EXTRACTED RECORDS
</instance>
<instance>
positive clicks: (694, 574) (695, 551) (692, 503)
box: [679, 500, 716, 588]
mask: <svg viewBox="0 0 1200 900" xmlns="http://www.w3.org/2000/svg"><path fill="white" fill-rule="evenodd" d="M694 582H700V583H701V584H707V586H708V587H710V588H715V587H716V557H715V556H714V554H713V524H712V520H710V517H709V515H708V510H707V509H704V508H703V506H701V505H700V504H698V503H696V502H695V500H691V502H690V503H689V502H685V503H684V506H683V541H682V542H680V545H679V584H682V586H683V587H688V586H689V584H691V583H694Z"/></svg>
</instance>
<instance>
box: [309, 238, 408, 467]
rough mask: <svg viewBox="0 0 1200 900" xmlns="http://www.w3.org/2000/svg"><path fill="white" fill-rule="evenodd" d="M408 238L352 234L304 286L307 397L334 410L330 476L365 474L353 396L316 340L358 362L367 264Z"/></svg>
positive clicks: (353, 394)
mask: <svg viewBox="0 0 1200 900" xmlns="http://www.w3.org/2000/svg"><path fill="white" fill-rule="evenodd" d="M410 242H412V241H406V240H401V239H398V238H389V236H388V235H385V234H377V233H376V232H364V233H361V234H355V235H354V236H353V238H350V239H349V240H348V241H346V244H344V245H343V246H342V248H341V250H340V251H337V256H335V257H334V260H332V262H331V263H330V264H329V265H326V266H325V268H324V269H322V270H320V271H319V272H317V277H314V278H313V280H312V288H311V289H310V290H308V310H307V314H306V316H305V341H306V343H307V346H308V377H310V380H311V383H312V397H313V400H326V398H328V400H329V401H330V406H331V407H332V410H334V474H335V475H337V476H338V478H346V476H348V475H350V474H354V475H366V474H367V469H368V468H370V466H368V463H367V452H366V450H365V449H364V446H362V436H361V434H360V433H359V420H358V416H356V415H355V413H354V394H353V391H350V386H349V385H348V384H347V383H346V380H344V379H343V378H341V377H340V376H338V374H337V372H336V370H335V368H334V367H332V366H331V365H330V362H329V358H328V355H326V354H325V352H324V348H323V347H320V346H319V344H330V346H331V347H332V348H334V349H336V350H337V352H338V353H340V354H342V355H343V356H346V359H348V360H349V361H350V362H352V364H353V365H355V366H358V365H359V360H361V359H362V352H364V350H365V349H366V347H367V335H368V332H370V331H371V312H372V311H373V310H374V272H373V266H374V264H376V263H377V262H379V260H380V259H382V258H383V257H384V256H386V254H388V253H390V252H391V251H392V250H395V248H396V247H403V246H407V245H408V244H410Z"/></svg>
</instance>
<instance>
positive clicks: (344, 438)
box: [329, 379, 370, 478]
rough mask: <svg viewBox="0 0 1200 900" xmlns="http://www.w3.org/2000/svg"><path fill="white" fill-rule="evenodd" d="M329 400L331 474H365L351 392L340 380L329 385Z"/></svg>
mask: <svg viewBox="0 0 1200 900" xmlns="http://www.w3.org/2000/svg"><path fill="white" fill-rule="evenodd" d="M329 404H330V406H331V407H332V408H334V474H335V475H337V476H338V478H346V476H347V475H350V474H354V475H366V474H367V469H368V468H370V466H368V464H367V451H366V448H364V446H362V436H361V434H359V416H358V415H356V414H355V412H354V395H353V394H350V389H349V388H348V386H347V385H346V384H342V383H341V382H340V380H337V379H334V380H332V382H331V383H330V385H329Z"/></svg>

WORK TASK
Reproduce exactly the lines running from the one with "box: [329, 379, 370, 478]" to the last line of the listing above. Add nothing else.

SOLUTION TO THIS TASK
box: [329, 379, 370, 478]
rough mask: <svg viewBox="0 0 1200 900" xmlns="http://www.w3.org/2000/svg"><path fill="white" fill-rule="evenodd" d="M329 400L331 474H365L351 392L340 380L329 385Z"/></svg>
mask: <svg viewBox="0 0 1200 900" xmlns="http://www.w3.org/2000/svg"><path fill="white" fill-rule="evenodd" d="M329 404H330V406H331V407H332V408H334V474H335V475H337V476H338V478H346V476H347V475H350V474H354V475H366V474H367V469H368V468H370V466H368V464H367V451H366V448H364V446H362V436H361V434H359V416H358V415H356V414H355V412H354V395H353V394H350V389H349V388H348V386H347V385H346V384H342V383H341V382H340V380H337V379H334V380H332V382H331V383H330V385H329Z"/></svg>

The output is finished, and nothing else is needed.